───── Dataset records ─────
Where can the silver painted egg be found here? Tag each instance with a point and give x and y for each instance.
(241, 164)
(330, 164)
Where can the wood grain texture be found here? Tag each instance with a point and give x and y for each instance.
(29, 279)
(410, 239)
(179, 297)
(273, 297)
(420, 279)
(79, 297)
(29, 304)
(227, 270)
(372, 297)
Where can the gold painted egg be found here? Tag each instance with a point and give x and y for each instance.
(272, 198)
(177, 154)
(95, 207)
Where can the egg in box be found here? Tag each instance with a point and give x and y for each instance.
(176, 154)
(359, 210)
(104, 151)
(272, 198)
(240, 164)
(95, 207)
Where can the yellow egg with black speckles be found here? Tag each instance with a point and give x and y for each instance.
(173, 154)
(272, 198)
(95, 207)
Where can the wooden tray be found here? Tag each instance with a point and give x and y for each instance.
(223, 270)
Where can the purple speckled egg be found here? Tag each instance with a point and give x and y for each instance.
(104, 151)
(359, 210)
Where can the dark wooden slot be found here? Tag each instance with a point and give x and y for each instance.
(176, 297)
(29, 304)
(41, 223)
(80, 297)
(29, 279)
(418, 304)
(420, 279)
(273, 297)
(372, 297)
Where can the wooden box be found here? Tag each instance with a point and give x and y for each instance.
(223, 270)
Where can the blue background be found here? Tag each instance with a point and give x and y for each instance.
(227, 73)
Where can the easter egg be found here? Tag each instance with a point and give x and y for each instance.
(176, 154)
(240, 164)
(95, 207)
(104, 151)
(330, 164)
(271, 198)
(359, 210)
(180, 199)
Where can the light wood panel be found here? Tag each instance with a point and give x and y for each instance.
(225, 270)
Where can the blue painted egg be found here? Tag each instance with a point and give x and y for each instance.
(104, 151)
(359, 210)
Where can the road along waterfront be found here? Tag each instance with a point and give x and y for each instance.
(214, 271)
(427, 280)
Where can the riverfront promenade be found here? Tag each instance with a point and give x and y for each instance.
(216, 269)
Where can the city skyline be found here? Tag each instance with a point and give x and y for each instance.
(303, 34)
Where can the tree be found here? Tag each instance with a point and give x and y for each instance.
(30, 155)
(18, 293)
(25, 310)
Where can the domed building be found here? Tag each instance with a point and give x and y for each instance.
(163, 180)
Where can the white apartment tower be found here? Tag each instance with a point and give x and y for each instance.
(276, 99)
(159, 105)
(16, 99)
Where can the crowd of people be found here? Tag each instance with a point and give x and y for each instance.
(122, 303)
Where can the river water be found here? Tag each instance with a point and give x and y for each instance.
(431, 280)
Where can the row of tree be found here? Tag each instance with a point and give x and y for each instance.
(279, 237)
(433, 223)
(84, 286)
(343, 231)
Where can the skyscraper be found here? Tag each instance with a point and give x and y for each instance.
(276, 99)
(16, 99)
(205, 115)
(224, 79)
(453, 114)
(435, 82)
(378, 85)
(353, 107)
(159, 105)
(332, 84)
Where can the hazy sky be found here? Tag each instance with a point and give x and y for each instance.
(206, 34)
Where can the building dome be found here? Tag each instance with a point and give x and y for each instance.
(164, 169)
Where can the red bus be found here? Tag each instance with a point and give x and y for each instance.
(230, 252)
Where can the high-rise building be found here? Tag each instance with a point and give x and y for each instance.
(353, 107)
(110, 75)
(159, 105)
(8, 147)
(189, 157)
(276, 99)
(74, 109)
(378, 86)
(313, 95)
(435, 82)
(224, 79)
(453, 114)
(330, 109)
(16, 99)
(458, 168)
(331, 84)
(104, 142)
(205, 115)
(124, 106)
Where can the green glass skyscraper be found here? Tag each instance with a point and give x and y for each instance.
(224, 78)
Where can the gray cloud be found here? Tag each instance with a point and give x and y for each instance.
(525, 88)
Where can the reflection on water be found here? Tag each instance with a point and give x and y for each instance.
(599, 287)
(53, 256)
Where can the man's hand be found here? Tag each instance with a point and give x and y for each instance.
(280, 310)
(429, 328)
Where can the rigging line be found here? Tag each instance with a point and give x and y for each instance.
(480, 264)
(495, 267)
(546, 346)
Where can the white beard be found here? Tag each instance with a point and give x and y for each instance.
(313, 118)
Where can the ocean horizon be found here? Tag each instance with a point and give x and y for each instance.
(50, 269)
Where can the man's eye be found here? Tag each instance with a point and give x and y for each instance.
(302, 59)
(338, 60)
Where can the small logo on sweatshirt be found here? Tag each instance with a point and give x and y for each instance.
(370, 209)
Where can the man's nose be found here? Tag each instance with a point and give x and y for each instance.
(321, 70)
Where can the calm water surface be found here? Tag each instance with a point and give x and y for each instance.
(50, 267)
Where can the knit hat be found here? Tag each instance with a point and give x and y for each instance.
─────
- _Set task_:
Return the listing above in its exact form.

- _Correct result_:
Where can the silver painted egg be found here? Tag each instance with a point and give x and y for each instance.
(241, 164)
(330, 164)
Where can the wood grain texture be found here? Tag each instance with a point and give x and y for each instance.
(29, 279)
(410, 239)
(179, 297)
(273, 297)
(420, 279)
(79, 297)
(29, 304)
(227, 270)
(372, 297)
Where can the gold painted egg be found here? Tag each instance with a point and give x and y for each instance.
(272, 198)
(177, 154)
(95, 207)
Where can the egg in box be found here? Tag each instance with a point and give x and y for each instance.
(176, 154)
(359, 210)
(104, 151)
(272, 198)
(240, 164)
(95, 207)
Where can the yellow egg with black speckles be found here? Tag each instance with a point and give x and y for each instance.
(173, 154)
(272, 198)
(95, 207)
Where can the wooden tray be found here? Tag each instance with a point and give x and y for each instance.
(223, 270)
Where can the purple speckled egg be found here? Tag each instance with a point and give x and y for each instance.
(104, 151)
(359, 210)
Where can the dark wooden slot be found here? Tag each instance with a point and give x and y for each instance.
(176, 297)
(29, 304)
(41, 223)
(80, 297)
(29, 279)
(418, 304)
(420, 279)
(273, 297)
(372, 297)
Where can the wooden box be found here? Tag each instance with a point and give x and y for each instance.
(223, 270)
Where can the blue background be found here? Tag each instance with a point and give x and y for each instance.
(227, 73)
Where can the easter egg be found here? Tag each instance with a point and give x and y for each instance.
(176, 154)
(240, 164)
(95, 207)
(104, 151)
(330, 164)
(271, 198)
(359, 210)
(180, 199)
Where can the light wood panel be found here? Tag each instance with a point and give x and y for each instance.
(225, 270)
Where can the blue painted egg be found here? Tag each instance with a point and give x and y for each instance.
(104, 151)
(359, 210)
Where can the road along waterfront be found here? Tag each instance with a point and give x and y for each instance.
(214, 271)
(427, 280)
Where can the riverfront promenade be found here? Tag each instance with a point and give x and y for each instance.
(216, 269)
Where can the city skyline be found here? Tag each instance with a point and give x and y for each instance.
(303, 34)
Where can the tree be found here? Tag each instance with a point and give x and y for each instance.
(30, 155)
(18, 293)
(25, 310)
Where can the domed building be found here? Tag each instance with a point and give x and y for each instance.
(163, 180)
Where can the white apartment tower be found here? Tag each instance with a point and give x and y for each instance.
(276, 99)
(159, 105)
(16, 99)
Where can the crowd of people be found here? Tag each instance with a point and give x and y for each instance.
(122, 303)
Where can the river water be found here? Tag each instance with a point and give x and y for each instance.
(431, 280)
Where can the row of tree be found here? Tag each instance with a point and give x and y for each instance.
(279, 237)
(433, 223)
(84, 286)
(343, 231)
Where can the skyscraper be found here? Tag each instance with a point and give x and y for each instance.
(276, 99)
(16, 99)
(205, 115)
(224, 79)
(453, 114)
(435, 82)
(378, 85)
(353, 107)
(159, 105)
(332, 84)
Where can the hazy sky be found here? Tag each instance with a point and give x and y for each instance.
(206, 34)
Where can the building dome be found here? Tag each instance with a point and give x and y for each instance.
(164, 169)
Where can the red bus be found here? Tag each instance with a point and give x and y for each instance.
(230, 252)
Where can the high-rise building be found here? Tag each instance with a point and give x and y for each instance.
(353, 107)
(110, 75)
(159, 105)
(8, 147)
(189, 157)
(276, 99)
(74, 109)
(378, 86)
(313, 95)
(435, 82)
(224, 79)
(453, 114)
(330, 109)
(16, 99)
(458, 168)
(331, 84)
(104, 142)
(205, 115)
(124, 106)
Where can the green glass skyscraper be found here? Tag each instance with a point and give x and y for each instance.
(224, 78)
Where can the gray cloud be found here? Tag each instance with a point and give x and y for each instance.
(525, 88)
Where can the reflection on water be found here? Tag each instance with a point and give x and y for each instance.
(599, 287)
(53, 256)
Where can the man's hand be found here? Tag each instance with a point and give x and y for each instance.
(280, 310)
(429, 328)
Where can the rigging line be found here? Tag each instance with a point and give x and y for each instance.
(480, 264)
(495, 267)
(546, 346)
Where can the white beard be found here? Tag each instance with a point and give x and y for each instance.
(313, 118)
Where can the ocean horizon be found here? Tag each instance with a point and give x and y for each instance.
(50, 269)
Where can the man's eye be found here? Tag each instance with a point and give x and y for each instance.
(302, 59)
(338, 60)
Where can the small logo on sweatshirt be found here? Tag each instance with a point and give x and y for each instance.
(370, 209)
Where can the man's nose be found here? Tag each instance with a point and give x and y for each instance.
(321, 70)
Where can the calm water surface be found here? Tag each instance with a point and give x and y for each instance.
(50, 267)
Where can the knit hat be found here? Tag each instance with a point and give x and y for each instance.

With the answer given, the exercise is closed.